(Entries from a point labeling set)
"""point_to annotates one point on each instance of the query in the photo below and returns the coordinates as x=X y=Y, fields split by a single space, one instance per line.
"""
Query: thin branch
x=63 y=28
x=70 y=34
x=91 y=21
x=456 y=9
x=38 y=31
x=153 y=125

## Task
Write out every line of the entries above without changing anything.

## Exercise solution
"""point_to annotates one point on each instance of the query in the photo below and returns the coordinates as x=X y=Y, fields split by a single space, one instance per line.
"""
Query: thin branch
x=63 y=28
x=70 y=34
x=91 y=21
x=456 y=9
x=38 y=31
x=153 y=125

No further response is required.